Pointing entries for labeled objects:
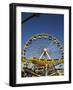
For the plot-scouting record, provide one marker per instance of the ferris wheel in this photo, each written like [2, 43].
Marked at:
[44, 47]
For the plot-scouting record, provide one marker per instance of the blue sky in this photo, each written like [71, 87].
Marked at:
[47, 23]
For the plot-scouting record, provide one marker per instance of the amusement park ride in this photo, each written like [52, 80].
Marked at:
[42, 55]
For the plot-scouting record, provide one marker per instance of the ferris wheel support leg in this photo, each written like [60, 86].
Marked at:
[46, 70]
[41, 55]
[48, 55]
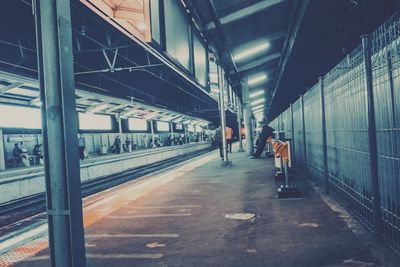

■ PROBLEM STATEMENT: Copy everything from the line containing "like [60, 86]." down to the end of the lines, with both ends included. Leave the pictures out.

■ OUTPUT OF THE EXERCISE:
For the plot-scouting record, provide one marker per instance of the ferris wheel support leg in this photo, each written like [60, 86].
Marked at:
[46, 70]
[41, 55]
[48, 55]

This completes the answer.